Your objective | Turn all of the data below into a numbered list, one line per item, and leave out any blank lines.

'''

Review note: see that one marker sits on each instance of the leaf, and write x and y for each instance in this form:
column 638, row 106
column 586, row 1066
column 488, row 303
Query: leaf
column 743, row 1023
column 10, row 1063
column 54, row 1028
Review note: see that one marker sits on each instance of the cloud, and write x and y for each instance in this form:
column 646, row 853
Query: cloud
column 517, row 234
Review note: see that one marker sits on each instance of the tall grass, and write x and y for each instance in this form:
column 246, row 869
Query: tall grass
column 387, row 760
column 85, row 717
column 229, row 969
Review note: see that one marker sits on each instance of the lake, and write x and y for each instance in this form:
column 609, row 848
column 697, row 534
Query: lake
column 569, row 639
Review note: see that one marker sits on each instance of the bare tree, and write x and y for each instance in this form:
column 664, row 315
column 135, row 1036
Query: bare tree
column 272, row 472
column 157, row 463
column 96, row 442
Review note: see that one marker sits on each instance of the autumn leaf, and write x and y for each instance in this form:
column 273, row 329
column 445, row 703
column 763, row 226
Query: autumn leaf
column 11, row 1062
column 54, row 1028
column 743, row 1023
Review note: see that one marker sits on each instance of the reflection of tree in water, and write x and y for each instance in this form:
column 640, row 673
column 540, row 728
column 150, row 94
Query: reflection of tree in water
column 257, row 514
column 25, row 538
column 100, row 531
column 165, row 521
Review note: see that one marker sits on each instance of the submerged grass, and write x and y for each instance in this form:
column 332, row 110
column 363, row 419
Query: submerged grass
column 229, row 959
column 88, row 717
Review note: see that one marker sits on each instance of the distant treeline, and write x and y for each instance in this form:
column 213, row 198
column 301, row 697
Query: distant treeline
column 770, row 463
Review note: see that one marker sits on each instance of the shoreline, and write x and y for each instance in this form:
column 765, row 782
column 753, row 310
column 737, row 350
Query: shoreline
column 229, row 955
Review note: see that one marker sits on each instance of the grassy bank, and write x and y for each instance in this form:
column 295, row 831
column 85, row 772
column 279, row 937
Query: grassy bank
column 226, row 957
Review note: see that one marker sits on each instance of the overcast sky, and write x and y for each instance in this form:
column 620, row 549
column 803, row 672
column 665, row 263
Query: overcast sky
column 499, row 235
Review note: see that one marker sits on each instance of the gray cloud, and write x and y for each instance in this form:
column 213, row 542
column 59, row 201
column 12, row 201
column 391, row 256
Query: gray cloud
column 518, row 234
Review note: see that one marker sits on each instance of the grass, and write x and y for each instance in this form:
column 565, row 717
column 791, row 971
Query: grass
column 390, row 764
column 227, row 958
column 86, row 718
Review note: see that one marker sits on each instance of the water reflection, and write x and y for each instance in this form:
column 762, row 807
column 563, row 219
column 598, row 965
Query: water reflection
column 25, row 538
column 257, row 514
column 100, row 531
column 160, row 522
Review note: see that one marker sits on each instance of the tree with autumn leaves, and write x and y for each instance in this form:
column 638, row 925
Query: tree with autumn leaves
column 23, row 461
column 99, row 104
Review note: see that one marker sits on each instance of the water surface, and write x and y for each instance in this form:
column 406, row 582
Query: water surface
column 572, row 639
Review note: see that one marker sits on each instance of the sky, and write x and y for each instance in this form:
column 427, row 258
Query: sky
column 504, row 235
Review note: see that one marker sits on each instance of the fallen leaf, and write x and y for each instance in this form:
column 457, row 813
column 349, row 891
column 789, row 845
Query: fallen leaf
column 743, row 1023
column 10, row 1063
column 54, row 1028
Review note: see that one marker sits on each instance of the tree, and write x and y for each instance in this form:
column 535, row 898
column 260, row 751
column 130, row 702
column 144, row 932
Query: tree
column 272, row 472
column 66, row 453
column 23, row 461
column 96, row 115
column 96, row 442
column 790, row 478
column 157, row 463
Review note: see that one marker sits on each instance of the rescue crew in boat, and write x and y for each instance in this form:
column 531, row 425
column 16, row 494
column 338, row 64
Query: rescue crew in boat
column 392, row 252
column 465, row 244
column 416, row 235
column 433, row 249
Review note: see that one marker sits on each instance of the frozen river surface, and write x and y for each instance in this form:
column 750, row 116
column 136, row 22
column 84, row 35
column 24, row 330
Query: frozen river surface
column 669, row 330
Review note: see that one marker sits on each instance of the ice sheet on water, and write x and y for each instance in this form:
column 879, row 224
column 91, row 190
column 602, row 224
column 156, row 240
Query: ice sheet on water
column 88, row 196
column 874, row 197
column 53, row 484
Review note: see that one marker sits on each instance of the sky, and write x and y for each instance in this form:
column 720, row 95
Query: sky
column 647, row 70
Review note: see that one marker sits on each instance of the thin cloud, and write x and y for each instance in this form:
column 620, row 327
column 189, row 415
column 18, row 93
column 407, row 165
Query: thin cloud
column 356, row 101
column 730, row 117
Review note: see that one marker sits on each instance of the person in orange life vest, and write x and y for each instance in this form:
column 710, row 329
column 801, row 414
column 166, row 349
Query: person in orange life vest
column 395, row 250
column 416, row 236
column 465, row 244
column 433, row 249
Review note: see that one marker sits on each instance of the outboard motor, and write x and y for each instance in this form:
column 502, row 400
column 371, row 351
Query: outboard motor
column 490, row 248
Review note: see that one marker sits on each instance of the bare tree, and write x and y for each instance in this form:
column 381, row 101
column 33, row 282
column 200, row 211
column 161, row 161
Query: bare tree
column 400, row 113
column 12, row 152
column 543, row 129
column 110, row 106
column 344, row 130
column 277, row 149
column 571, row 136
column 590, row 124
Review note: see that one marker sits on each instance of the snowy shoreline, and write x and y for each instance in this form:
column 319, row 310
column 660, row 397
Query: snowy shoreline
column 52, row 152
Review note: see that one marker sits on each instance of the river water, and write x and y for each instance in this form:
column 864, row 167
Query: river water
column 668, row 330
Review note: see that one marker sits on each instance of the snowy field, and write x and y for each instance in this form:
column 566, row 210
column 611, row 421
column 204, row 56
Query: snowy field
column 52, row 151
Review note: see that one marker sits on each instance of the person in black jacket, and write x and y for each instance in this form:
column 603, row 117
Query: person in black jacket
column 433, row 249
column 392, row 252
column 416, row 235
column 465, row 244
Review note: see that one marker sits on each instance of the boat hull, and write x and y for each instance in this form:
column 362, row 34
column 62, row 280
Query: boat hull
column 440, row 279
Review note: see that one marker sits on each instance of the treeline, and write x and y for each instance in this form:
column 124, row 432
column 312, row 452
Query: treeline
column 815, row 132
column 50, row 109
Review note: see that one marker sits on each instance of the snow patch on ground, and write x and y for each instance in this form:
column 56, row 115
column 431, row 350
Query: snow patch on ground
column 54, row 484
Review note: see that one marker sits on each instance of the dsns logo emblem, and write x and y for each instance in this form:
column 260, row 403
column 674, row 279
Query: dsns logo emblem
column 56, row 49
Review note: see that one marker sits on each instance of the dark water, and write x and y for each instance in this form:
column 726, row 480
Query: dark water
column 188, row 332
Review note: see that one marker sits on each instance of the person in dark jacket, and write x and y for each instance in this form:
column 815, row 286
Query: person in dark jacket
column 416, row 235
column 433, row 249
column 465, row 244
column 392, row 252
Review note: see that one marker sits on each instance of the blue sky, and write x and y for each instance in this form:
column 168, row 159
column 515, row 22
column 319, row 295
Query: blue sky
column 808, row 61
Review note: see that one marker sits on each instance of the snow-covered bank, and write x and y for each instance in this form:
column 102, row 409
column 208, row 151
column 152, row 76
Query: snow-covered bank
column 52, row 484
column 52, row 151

'''

Result of the exercise |
1. Review note: see that one marker sits on each instance of the leaf, and write x and y for each instance in this form:
2. column 638, row 106
3. column 586, row 1066
4. column 488, row 303
5. Query: leaf
6. column 743, row 1023
7. column 10, row 1063
8. column 54, row 1028
9. Review note: see that one marker sits on each instance of the cloud, and write x and y for each instance in this form:
10. column 646, row 853
11. Query: cloud
12. column 517, row 234
13. Review note: see that one marker sits on each instance of the tall grass, and write x and y for each instance in this form:
14. column 246, row 869
15. Query: tall grass
16. column 387, row 760
17. column 85, row 717
18. column 229, row 969
19. Review note: see that one marker sits on each instance of the lake, and write x and y for each instance in this form:
20. column 609, row 848
21. column 697, row 534
22. Query: lake
23. column 569, row 639
24. Review note: see that one marker sits on each instance of the bare tree, and write x and y for each instance in this form:
25. column 664, row 315
26. column 135, row 1036
27. Query: bare tree
28. column 272, row 472
29. column 157, row 463
30. column 96, row 442
31. Review note: see that one marker sits on each instance of the autumn leaf, and write x and y for each instance in this form:
32. column 273, row 329
33. column 445, row 703
34. column 763, row 226
35. Query: autumn leaf
36. column 11, row 1062
37. column 54, row 1028
38. column 743, row 1023
39. Review note: see that one marker sits on each instance of the reflection of tree in water, and write x and y for each instance in this form:
40. column 640, row 673
41. column 540, row 728
42. column 150, row 94
43. Query: reflection of tree in water
44. column 257, row 514
45. column 25, row 538
46. column 100, row 531
47. column 165, row 521
48. Review note: see that one marker sits on each instance of the submerged grass, and write x and y for each instance in this form:
49. column 332, row 110
50. column 363, row 419
51. Query: submerged grass
52. column 229, row 959
53. column 88, row 717
54. Review note: see that one marker sits on each instance of the distant treeline, and write x and y for each instance in this form:
55. column 213, row 198
56. column 301, row 697
57. Query: distant treeline
58. column 770, row 463
59. Review note: see that one marker sits on each instance of the shoreline, and write x and y for each instance in this form:
60. column 765, row 782
61. column 753, row 310
62. column 737, row 350
63. Query: shoreline
64. column 229, row 955
65. Review note: see that one marker sits on each instance of the grassy bank, and write x and y for each instance in this form:
66. column 295, row 831
67. column 85, row 772
68. column 279, row 937
69. Query: grassy bank
70. column 226, row 957
71. Review note: see that one marker sits on each instance of the overcast sky, and write x and y for each instance in this form:
72. column 620, row 549
73. column 803, row 672
74. column 665, row 263
75. Query: overcast sky
76. column 499, row 235
77. Review note: see that one marker sits on each instance of the gray cloud, and write x and y for each instance in this form:
78. column 213, row 542
79. column 59, row 201
80. column 12, row 201
81. column 391, row 256
82. Query: gray cloud
83. column 518, row 234
84. Review note: see that one marker sits on each instance of the grass, and write x and y for each instance in this form:
85. column 565, row 717
86. column 791, row 971
87. Query: grass
88. column 390, row 764
89. column 227, row 958
90. column 86, row 718
91. Review note: see that one marker sits on each instance of the water reflection, and write x and y for each instance in this form:
92. column 762, row 807
93. column 563, row 219
94. column 598, row 965
95. Query: water reflection
96. column 25, row 538
97. column 257, row 514
98. column 100, row 531
99. column 160, row 522
100. Review note: see that one marker sits on each instance of the tree with autumn leaves, and write x and y for each instance in this form:
101. column 638, row 925
102. Query: tree with autumn leaves
103. column 23, row 461
104. column 99, row 104
105. Review note: see that one marker sits on each instance of the water surface, and write x and y for each instance in this form:
106. column 406, row 582
107. Query: water surface
108. column 572, row 639
109. Review note: see that one marker sits on each instance of the sky, and write x and y for each instance in this form:
110. column 427, row 258
111. Query: sky
112. column 504, row 235
113. Review note: see that one marker sits on each instance of the fallen leaf, and write x and y for each instance in this form:
114. column 457, row 813
115. column 349, row 891
116. column 789, row 845
117. Query: fallen leaf
118. column 743, row 1023
119. column 10, row 1063
120. column 54, row 1028
121. Review note: see that one marker sits on each instance of the tree, and write x and y for each instance in this form:
122. column 535, row 898
123. column 260, row 751
124. column 130, row 702
125. column 144, row 932
126. Query: tree
127. column 272, row 472
128. column 66, row 453
129. column 23, row 461
130. column 96, row 115
131. column 96, row 442
132. column 790, row 478
133. column 157, row 463
134. Review note: see that one marker sits on each instance of the rescue crew in boat, and write x and y for each instance in this form:
135. column 531, row 425
136. column 16, row 494
137. column 338, row 64
138. Query: rescue crew in boat
139. column 392, row 252
140. column 465, row 244
141. column 416, row 235
142. column 433, row 249
143. Review note: see that one marker sits on each instance of the frozen river surface, and write x and y for each instance in this form:
144. column 750, row 116
145. column 136, row 22
146. column 84, row 35
147. column 24, row 330
148. Query: frozen river surface
149. column 669, row 330
150. Review note: see that one marker sits on each instance of the ice sheet on water, and write x and y for each instance in this form:
151. column 879, row 224
152. column 91, row 190
153. column 602, row 224
154. column 156, row 240
155. Query: ice sheet on water
156. column 88, row 196
157. column 874, row 197
158. column 53, row 484
159. Review note: see that one marker sits on each instance of the sky, and write x and y for each instance in this form:
160. column 720, row 95
161. Query: sky
162. column 647, row 70
163. Review note: see that one marker sits on each instance of the thin cloud, and write x and y for each instance in this form:
164. column 620, row 327
165. column 189, row 415
166. column 18, row 93
167. column 407, row 165
168. Query: thin cloud
169. column 356, row 101
170. column 730, row 117
171. Review note: see that one marker sits on each instance of the person in orange life vest, and write x and y for each instance in this form:
172. column 710, row 329
173. column 801, row 414
174. column 166, row 349
175. Query: person in orange life vest
176. column 395, row 250
177. column 416, row 236
178. column 465, row 244
179. column 433, row 249
180. Review note: see that one marker sits on each instance of the outboard motor, and write x and y for each instance in this form:
181. column 502, row 400
182. column 371, row 351
183. Query: outboard motor
184. column 490, row 248
185. Review note: see that one marker sits on each instance of the bare tree, and write x and y for each instance in this form:
186. column 381, row 101
187. column 33, row 282
188. column 200, row 211
189. column 161, row 161
190. Query: bare tree
191. column 400, row 113
192. column 12, row 152
193. column 543, row 129
194. column 110, row 106
195. column 344, row 130
196. column 277, row 149
197. column 571, row 136
198. column 590, row 124
199. Review note: see that one marker sits on each instance of the snowy shoreline, and write x and y for each instance in this form:
200. column 319, row 310
201. column 660, row 397
202. Query: snowy shoreline
203. column 52, row 152
204. Review note: see that one marker sits on each instance of the river water, and write x and y for each instance in this form:
205. column 864, row 167
206. Query: river water
207. column 668, row 330
208. Review note: see that one marker sits on each instance of the snowy field, and write x and y for each instance in this form:
209. column 566, row 210
210. column 611, row 421
211. column 204, row 56
212. Query: snowy field
213. column 52, row 151
214. Review note: see that one marker sits on each instance of the person in black jacket, and write x and y for each instance in this form:
215. column 603, row 117
216. Query: person in black jacket
217. column 433, row 249
218. column 392, row 252
219. column 416, row 235
220. column 465, row 244
221. Review note: see that one marker sits on each instance of the boat hull, and write x and y for each instance in this form:
222. column 362, row 34
223. column 62, row 280
224. Query: boat hull
225. column 440, row 279
226. Review note: see that one marker sits on each instance of the treeline, and write x and y for each instance in this form:
227. column 124, row 432
228. column 312, row 452
229. Query: treeline
230. column 815, row 132
231. column 50, row 109
232. Review note: see that one marker sits on each instance of the snow patch on ground, and write x and y for each instance in this form:
233. column 56, row 115
234. column 431, row 350
235. Query: snow patch on ground
236. column 54, row 484
237. Review note: see that one marker sits on each instance of the dsns logo emblem, and write x and y for each instance in this form:
238. column 260, row 403
239. column 674, row 279
240. Query: dsns logo emblem
241. column 56, row 49
242. Review note: see that one marker sits on each instance of the dark water, and write x and y for each instance in this form:
243. column 726, row 480
244. Query: dark water
245. column 188, row 332
246. Review note: see that one marker sits on each instance of the person in dark jacket, and write x and y for each instance in this form:
247. column 815, row 286
248. Query: person in dark jacket
249. column 416, row 235
250. column 433, row 249
251. column 465, row 244
252. column 392, row 252
253. Review note: see that one marker sits on each instance of the blue sky, and write x and y for each instance in this form:
254. column 168, row 159
255. column 515, row 22
256. column 319, row 295
257. Query: blue sky
258. column 808, row 61
259. Review note: see that one marker sits on each instance of the snow-covered bank, and write x and y for each instance in this form:
260. column 102, row 409
261. column 208, row 151
262. column 152, row 76
263. Query: snow-covered bank
264. column 52, row 484
265. column 52, row 151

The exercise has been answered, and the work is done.